→ **Texto extraído**:
···

Dra. Rafaela: O fato de uma pessoa estar acima do peso, de acordo com o IMC, deve ser uma preocupação do RH se isso estiver relacionado com um problema na saúde do indivíduo, sinalizando uma alteração no humor que está sendo descontada na alimentação ou algo que esteja impactando nas relações sociais entre os colaboradores ou que esteja sendo investigado pela equipe responsável pela saúde ocupacional, uma vez que a referência de ‘estar acima do peso’ é bastante questionável. 

Um colega de trabalho pode avaliar [o fator peso] como algo que sai do padrão estético que ele entende como adequado ou ‘normal’ ou saudável. E, na realidade, esse indivíduo pode estar com saúde tanto no aspecto psicológico quanto no físico. Então, é delicada a investigação. Quando existem dados da equipe de saúde é mais fácil falar sobre o assunto. A abordagem, portanto, deve ser sinalizada quando pode existir um prejuízo na saúde do colaborador. 

RPV: De que modo as empresas podem construir um ambiente efetivamente saudável e inclusivo para acolher esse público? 

Dra. Rafaela: Pensando em possibilidades para se construir saudável e inclusivo para esse público e para todos que representam esferas da diversidade, temos que entender os valores da empresa, a identidade das pessoas que compõem as equipes e o modelo de liderança, porque a partir do exemplo todo o restante vai exercitar e manifestar comportamentos. Além disso, incentivar a alimentação saudável, prática de atividade física, fazer parcerias com profissionais da saúde com as instituições que promovem eventos e prezam por implementar uma rotina saudável, entendendo a saúde não só como ausência de doença ou no aspecto dos marcadores hormonais, mas também a saúde psicológica. Todos temos diferenças, cada um tem a sua identidade. 

Deve-se propiciar um trabalho que reflita um espaço de acolhimento, o que sem dúvida alguma fará a produtividade fluir e as pessoas se sentirem mais bem recebidas.

···

→ **Tarefa 1**:
Liste o que, segundo a Dra. Rafaela no texto extraído, é preciso entender para construir um ambiente saudável e inclusivo.
→ **Tarefa 2**:
Repita o trecho do texto extraído entre "Deve-se propiciar um" e "mais bem recebidas.", inclusive.
→ **Tarefa 3**:
Responda às perguntas abaixo com base no texto extraído.
(a) Segundo a Dra. Rafaela, quando é mais fácil falar sobre o assunto?
(b) De que forma, além da ausência de doença e dos marcadores hormonais, a saúde deve ser entendida?
(c) O que propiciar um espaço de acolhimento fará, de acordo com o texto?
Os dados abaixo provêm de outra fonte.

···

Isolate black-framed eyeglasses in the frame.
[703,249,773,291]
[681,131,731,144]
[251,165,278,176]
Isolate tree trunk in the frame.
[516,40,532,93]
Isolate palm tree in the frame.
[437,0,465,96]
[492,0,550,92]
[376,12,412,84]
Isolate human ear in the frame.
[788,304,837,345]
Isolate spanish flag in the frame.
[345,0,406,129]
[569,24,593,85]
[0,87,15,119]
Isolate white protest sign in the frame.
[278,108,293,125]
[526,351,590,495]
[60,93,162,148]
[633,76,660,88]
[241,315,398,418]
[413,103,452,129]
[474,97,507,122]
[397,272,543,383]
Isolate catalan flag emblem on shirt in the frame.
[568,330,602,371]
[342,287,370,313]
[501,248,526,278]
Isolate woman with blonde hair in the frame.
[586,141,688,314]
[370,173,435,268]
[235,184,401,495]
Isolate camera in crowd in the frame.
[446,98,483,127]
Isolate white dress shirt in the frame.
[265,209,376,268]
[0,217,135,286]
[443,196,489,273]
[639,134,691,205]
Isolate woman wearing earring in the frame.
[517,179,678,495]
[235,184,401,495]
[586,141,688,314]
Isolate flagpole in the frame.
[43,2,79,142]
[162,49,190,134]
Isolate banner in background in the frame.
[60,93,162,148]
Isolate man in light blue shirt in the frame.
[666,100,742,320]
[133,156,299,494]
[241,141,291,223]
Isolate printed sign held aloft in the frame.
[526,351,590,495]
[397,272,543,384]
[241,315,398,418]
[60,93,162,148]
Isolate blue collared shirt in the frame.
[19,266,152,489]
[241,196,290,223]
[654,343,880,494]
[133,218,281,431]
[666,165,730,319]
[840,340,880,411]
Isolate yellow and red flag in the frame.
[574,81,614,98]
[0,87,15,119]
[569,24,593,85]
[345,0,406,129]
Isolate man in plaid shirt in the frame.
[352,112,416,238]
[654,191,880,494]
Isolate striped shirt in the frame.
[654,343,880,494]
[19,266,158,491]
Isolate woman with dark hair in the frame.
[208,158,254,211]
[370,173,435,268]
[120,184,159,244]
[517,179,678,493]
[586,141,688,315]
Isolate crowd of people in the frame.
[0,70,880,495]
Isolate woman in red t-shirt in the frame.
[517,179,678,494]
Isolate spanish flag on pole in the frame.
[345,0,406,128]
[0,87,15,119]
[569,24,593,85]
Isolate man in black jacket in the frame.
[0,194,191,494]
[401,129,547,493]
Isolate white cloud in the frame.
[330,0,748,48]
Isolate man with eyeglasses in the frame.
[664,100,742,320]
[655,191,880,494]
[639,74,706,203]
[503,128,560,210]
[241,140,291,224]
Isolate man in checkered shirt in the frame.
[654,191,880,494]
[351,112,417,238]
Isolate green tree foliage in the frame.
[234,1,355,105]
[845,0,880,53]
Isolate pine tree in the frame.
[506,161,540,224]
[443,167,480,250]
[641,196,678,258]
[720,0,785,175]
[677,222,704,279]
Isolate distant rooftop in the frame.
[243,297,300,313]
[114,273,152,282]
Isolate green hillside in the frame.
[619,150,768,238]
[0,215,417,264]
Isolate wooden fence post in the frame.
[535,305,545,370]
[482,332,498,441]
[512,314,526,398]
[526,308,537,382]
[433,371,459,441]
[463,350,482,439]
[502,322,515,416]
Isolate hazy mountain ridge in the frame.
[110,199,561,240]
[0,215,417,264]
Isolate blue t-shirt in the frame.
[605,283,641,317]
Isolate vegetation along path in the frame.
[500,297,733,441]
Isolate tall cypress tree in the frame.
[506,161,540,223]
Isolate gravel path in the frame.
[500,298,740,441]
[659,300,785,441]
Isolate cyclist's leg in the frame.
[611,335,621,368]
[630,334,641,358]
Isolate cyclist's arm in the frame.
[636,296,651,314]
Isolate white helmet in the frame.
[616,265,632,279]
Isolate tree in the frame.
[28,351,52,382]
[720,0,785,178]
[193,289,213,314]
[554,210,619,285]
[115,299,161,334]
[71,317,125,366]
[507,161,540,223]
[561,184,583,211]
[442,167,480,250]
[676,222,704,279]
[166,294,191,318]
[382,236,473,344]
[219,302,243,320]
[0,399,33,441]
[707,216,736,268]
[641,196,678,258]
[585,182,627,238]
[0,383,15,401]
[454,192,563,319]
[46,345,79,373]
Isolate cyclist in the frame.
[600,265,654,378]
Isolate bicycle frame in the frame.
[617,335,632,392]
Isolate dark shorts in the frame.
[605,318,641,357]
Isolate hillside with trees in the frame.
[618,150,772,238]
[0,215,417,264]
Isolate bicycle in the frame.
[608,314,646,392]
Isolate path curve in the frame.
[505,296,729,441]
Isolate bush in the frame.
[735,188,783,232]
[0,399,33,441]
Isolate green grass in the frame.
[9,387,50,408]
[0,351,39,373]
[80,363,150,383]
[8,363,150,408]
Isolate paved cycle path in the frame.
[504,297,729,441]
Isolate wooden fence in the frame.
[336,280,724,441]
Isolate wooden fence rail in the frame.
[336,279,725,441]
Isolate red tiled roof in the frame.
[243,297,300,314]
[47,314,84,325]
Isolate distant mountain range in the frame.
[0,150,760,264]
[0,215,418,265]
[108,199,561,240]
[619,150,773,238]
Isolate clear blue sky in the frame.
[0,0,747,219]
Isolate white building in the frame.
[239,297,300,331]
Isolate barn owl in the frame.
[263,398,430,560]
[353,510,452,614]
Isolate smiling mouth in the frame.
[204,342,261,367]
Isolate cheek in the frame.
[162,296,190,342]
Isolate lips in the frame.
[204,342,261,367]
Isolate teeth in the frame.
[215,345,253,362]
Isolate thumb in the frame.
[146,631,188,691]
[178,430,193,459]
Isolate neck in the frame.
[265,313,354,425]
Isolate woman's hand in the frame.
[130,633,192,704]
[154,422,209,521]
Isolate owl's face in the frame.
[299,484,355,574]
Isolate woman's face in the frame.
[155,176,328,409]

···

→ **Resposta do exercício 1**:
- Os valores da empresa
- A identidade das pessoas que compõem as equipes
- O modelo de liderança

→ **Resposta do exercício 2**:
Deve-se propiciar um trabalho que reflita um espaço de acolhimento, o que sem dúvida alguma fará a produtividade fluir e as pessoas se sentirem mais bem recebidas.

→ **Resposta do exercício 3**:
(a) Quando existem dados da equipe de saúde.
(b) Também como saúde psicológica.
(c) Fará a produtividade fluir e as pessoas se sentirem mais bem recebidas.